* What to do *
(1) According to the thread about PyTorch clone and detach, why should you clone the weights when saving a network's current state? Answer in one to three sentences.
(2) From the thread about PyTorch clone and detach, reproduce the passage starting with "of course you" and going on through "you don’t clone.".

* Selected text *
I guess because we are creating an actual tensor (i.e. we are using a clone operation) I expected the new vector to be a leaf (or something “new”). Thus it seemed odd to me that it would be considered the identity function, because those two operation don’t seem the same to me…but I guess clone is just the identity? Whats the point of clone then?
Clone is an identity with new memory. The same way you could use new = t.view_as(t) would be an identity with the exact same memory.
The main use of clone is to be able to do inplace operations on the result without impacting the original Tensor.
Note that in pytorch, all functions will be differentiated and give you gradients. The only exception is .detach() that is defined as setting all gradients to 0 and the ops inside a torch.no_grad() block that are not tracked.
Yes. If you want to have a new Tensor that has no gradient history, you should use detach().
Note that the result of detach() uses the same memory space as the original Tensor. So if you plan on modifying it inplace, you want to do .clone().detach().
I plan to create a completely separate computation graph (and don’t want the call of backwards to interfere with each other). For that I am running requires_flag=True immediately after .detach(). Is that the right thing to do?
However, the original wt is going to collect gradients with respect to the original graph. So if I call .detach() wouldn’t it collect the gradients for both graphs in the same tensor? That’s definitively not what I want. I want separate gradients (or at least that’s my rationale for calling .clone() first and then .detach()). What are your thoughts master albanD?
In pytorch, it is different to have different Tensor and have different memory.
When you do b = a.detach(), a and b are two completely different Tensors that look at the same memory.
Just like b = a.view(-1) are two different Tensors that look at the same memory.
The inplace version (that would modify the Tensor inplace) is a.detach_() or b = a.detach_(). If you do this, then a and b actually point to the exact same python object (check that id(a) == id(b)) and same Tensor.
I guess to answer my own question, I do not need to call clone it seems. The new tensor tracks its own memory space for its gradients automagically (without interference, so it doesn’t collect the same gradients for both graphs in the same place):
import torch
a = torch.tensor([2.0], requires_grad=True)
b = a.detach()
b.requires_grad = True
la = (5.0 - a)**2
la.backward()
print(f'a.grad = {a.grad}')
lb = (6.0 - b)**2
lb.backward()
print(f'b.grad = {b.grad}')
result:
a.grad = tensor([-6.])
b.grad = tensor([-8.])
of course you guys would have thought of a good implementation of this! Not surprised!
I can’t think of one except making 2 variables pointing to different memories and then doing inplace ops separately for each one or something like that…which seems dangerous…
There are a few.
For example if you want to save the current state of the weights of your net, you want to clone because the optimizer update works inplace and so your save will change with your network if you don’t clone.
My earlier post checked that two tensors really are detached by comparing gradients. Is there an internal flag to check something like this? A nicer way to check that b is detached?
that’s not enough because I am setting the requires gradients true myself later. See sample script (where in it I check they are actually detached and form a separate graph by computing gradients I manually know how to check, but thats harder to check in a complicated net however):
import torch
a = torch.tensor([2.0], requires_grad=True)
b = a.detach()
b.requires_grad = True
la = (5.0 - a)**2
la.backward()
print(f'a.grad = {a.grad}')
lb = (6.0 - b)**2
lb.backward()
print(f'b.grad = {b.grad}')

* Records shown *
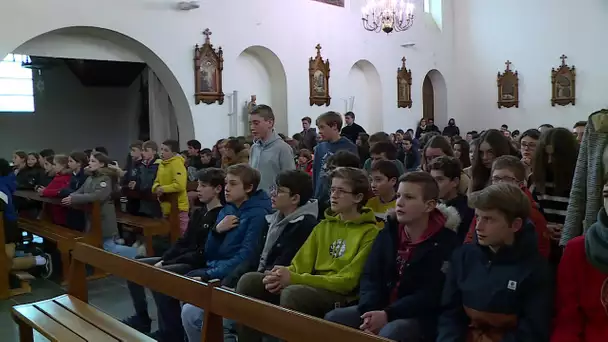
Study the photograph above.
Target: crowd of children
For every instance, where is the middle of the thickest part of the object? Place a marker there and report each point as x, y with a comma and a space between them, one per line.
412, 236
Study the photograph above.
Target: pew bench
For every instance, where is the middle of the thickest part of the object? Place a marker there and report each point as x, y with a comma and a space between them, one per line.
70, 318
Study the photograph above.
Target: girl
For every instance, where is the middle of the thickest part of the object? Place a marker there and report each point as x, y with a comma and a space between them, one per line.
492, 144
99, 187
59, 182
461, 151
552, 173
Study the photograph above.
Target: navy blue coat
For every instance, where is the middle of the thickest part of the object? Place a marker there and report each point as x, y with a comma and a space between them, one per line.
421, 283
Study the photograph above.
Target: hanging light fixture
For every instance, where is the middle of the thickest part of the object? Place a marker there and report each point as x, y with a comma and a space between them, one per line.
387, 15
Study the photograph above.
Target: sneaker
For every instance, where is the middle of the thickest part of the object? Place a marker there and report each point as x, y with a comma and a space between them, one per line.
48, 266
143, 325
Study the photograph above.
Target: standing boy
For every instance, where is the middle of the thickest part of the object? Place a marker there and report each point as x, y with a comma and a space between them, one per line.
498, 288
401, 285
172, 177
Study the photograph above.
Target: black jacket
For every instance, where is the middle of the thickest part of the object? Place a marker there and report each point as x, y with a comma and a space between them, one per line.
483, 286
352, 132
189, 249
421, 283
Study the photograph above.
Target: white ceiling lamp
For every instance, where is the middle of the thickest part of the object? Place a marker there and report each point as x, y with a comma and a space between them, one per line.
387, 15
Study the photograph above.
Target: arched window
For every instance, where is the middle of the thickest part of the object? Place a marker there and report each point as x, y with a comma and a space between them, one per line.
16, 85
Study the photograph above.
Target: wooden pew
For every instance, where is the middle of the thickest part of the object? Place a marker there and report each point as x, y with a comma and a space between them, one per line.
273, 320
150, 227
70, 317
65, 238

* Outputs in order *
(1) The optimizer updates the weights in place. If you save them without cloning, the saved state will change along with the network.

(2)
of course you guys would have thought of a good implementation of this! Not surprised!
I can’t think of one except making 2 variables pointing to different memories and then doing inplace ops separately for each one or something like that…which seems dangerous…
There are a few.
For example if you want to save the current state of the weights of your net, you want to clone because the optimizer update works inplace and so your save will change with your network if you don’t clone.